**Your task:**
Keeping every word in place, write out the entries that come next.

(Point-per-instance localization data)
———

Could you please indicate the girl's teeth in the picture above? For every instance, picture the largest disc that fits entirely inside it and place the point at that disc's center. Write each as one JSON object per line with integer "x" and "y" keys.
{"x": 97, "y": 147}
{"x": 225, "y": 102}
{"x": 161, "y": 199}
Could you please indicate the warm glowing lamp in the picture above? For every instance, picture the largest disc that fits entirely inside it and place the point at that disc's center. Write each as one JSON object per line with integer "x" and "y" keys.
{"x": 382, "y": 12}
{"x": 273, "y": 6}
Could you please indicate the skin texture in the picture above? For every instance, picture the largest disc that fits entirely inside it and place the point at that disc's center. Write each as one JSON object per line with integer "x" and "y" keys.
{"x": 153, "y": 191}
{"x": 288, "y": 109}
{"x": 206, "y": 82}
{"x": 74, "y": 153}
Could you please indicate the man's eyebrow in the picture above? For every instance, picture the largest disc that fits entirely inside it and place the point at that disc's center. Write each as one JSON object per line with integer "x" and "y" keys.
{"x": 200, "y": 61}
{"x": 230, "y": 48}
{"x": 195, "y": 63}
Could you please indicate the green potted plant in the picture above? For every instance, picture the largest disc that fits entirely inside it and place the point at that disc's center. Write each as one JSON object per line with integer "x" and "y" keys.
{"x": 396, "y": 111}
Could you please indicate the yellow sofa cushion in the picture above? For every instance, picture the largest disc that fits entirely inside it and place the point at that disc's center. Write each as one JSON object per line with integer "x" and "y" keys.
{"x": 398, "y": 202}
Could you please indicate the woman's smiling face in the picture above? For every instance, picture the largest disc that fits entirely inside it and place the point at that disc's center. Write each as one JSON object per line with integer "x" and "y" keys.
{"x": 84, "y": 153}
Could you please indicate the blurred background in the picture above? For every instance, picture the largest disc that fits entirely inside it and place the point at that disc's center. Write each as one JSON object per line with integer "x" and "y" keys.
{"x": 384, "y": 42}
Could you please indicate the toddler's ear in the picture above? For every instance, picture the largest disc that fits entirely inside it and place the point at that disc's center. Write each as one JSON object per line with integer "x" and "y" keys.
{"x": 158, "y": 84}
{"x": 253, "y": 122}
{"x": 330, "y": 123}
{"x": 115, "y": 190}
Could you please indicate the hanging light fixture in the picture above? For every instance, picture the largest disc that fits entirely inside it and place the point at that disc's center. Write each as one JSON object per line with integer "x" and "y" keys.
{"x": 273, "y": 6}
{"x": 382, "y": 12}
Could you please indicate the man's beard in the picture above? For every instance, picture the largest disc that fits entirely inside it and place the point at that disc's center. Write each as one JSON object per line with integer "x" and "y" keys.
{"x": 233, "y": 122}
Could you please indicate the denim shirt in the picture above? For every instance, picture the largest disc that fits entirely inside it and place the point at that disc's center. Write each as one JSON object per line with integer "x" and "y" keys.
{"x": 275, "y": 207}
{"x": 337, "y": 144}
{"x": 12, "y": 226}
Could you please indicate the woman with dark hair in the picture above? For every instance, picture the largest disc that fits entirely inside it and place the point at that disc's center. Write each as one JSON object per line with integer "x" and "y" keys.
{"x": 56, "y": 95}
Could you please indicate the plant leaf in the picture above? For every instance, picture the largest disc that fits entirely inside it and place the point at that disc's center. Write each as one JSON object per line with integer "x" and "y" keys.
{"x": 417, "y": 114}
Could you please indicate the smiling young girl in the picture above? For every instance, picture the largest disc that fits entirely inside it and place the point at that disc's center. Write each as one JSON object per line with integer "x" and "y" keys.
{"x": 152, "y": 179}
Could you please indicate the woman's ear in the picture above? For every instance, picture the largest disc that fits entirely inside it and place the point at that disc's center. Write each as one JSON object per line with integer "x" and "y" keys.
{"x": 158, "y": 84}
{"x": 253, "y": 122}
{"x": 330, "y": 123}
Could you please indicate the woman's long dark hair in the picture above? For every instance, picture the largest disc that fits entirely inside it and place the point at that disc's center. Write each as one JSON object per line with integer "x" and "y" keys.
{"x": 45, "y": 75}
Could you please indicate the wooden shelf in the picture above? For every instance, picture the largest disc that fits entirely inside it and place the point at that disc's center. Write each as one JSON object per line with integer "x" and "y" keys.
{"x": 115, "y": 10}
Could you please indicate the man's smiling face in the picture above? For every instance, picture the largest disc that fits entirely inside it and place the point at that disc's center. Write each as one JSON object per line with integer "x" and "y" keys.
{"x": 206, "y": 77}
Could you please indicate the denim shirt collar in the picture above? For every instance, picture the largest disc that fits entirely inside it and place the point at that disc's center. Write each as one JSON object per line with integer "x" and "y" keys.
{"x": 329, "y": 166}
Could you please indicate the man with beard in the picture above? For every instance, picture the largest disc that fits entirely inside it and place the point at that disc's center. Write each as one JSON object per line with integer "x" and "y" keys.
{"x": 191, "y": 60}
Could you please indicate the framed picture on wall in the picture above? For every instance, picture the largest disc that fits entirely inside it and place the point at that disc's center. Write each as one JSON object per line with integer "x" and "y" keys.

———

**Exercise output:**
Could you please indicate the girl's teeth in the picture above? For every instance, picture the largest disc that fits entirely inside it and place the point at that disc's center. Write each as one JSON object per line with integer "x" and "y" keys.
{"x": 97, "y": 147}
{"x": 225, "y": 102}
{"x": 161, "y": 199}
Could you please indicate the warm glowing lamp in the picture above? For every instance, picture the largest disc that fits entirely inside it and place the point at that disc's center. Write each as one JSON object per line with integer "x" and "y" keys.
{"x": 382, "y": 12}
{"x": 273, "y": 6}
Could you please indicate the skin texture in the picture above? For every instance, picture the largest disc that fits entirely inside it and place the point at that disc's center. Write each as one JSON object per line with integer "x" and "y" keys.
{"x": 153, "y": 191}
{"x": 288, "y": 109}
{"x": 206, "y": 82}
{"x": 74, "y": 153}
Could you please indicate the man's eyebrow in the picture above? For every instance, picture the largest disc that fits entirely inside it and place the point at that disc's center. Write each as one JSON object per line with integer "x" and "y" keys.
{"x": 200, "y": 61}
{"x": 230, "y": 48}
{"x": 195, "y": 63}
Could you please indicate the green potted plant in the picture above? For every instance, picture the largest disc that fits entirely inside it and place the point at that disc's center. Write each as one JSON object per line with integer "x" and "y" keys.
{"x": 396, "y": 111}
Could you please indicate the yellow sofa cushion in the picture above? For every instance, picture the largest disc that fits entirely inside it and place the point at that disc's center. Write each as one JSON object per line with integer "x" and "y" keys.
{"x": 398, "y": 202}
Could you please indicate the woman's smiling face in the picture above? For every instance, picture the largest disc that fits entirely inside it and place the point at that disc's center. Write each as one JSON object per line with integer "x" and "y" keys.
{"x": 84, "y": 153}
Could you please indicate the blurred background in the picture above? For every instance, picture the largest disc that fits entirely inside it and place the point at that disc's center. Write each as one JSON object per line with integer "x" and "y" keys.
{"x": 384, "y": 42}
Could you please indicate the toddler's ear in the picture above? For every instance, picture the largest disc that fits entirely inside it and place the point at that disc's center. Write each as one JSON object per line with integer "x" and "y" keys.
{"x": 158, "y": 84}
{"x": 253, "y": 122}
{"x": 330, "y": 123}
{"x": 115, "y": 190}
Could you please indicate the hanging light fixture in the picture above? For every instance, picture the largest disc that fits entirely inside it and place the point at that disc's center. Write each as one JSON object per line with integer "x" and "y" keys.
{"x": 273, "y": 6}
{"x": 382, "y": 12}
Could you please indicate the man's beard in the picture above? For every instance, picture the largest disc that fits entirely inside it and place the point at that disc's center. Write each as one JSON object per line with integer "x" and "y" keys.
{"x": 233, "y": 122}
Could you please indicate the denim shirt in the picture above? For every instance, picture the largest disc that fits entirely inside it and place the point at that disc's center. Write each as one JSON object per line with integer "x" and "y" keys.
{"x": 275, "y": 207}
{"x": 337, "y": 144}
{"x": 12, "y": 226}
Could you please indicate the woman with dark hair in the picture above? For every instance, picture the largest disc that fits entirely inside it and place the point at that disc's center. Write each as one JSON object per line with integer "x" and "y" keys.
{"x": 56, "y": 95}
Could you please indicate the plant leaf in the picture above? For every instance, picture the largest disc that fits entirely inside it and place the point at that disc's center. Write each as one JSON object per line with integer "x" and "y" keys.
{"x": 417, "y": 114}
Could you please indicate the smiling young girl in the picture above? For every instance, picture the largest disc that fits entirely inside it and place the point at that disc's center. Write each as one JSON object per line with integer "x" and "y" keys.
{"x": 152, "y": 179}
Could you please indicate the woman's ear in the picture above? For every instance, picture the largest disc that fits entirely inside it and place the point at that disc's center. Write each as one JSON object per line with integer "x" and "y" keys.
{"x": 158, "y": 84}
{"x": 253, "y": 122}
{"x": 330, "y": 123}
Could you please indicate the woman's long dark hair in the picture above? For every instance, picture the largest disc that fits entirely inside it and place the point at that disc's center. Write each as one JSON object per line with integer "x" and "y" keys.
{"x": 45, "y": 75}
Could you please indicate the wooden shelf in the picture above? For every instance, picture the largest disc that fits entirely inside it and place the point at that disc's center. Write each as one JSON object per line with integer "x" and "y" keys.
{"x": 115, "y": 10}
Could you please indicate the man's smiling face in the picture above? For every instance, picture the largest disc that fits entirely inside it and place the point at that disc's center. Write each as one JSON object per line with integer "x" and "y" keys.
{"x": 206, "y": 77}
Could you please indicate the denim shirt collar in the picture above? For every instance, picture the largest disc that fits entirely inside it and place the point at that disc's center. Write each as one JSON object per line with integer "x" and "y" keys.
{"x": 329, "y": 166}
Could you please indicate the man with beard in the picture above? For every instance, picture the largest disc that fits entirely inside it and place the point at that disc's center. Write each as one JSON object per line with integer "x" and "y" keys.
{"x": 191, "y": 60}
Could you please indicate the framed picture on wall in the picture above? For every instance, picture the largest disc that fits entirely inside it and place the point at that disc's center. Write each as one JSON object per line with integer "x" and "y" keys.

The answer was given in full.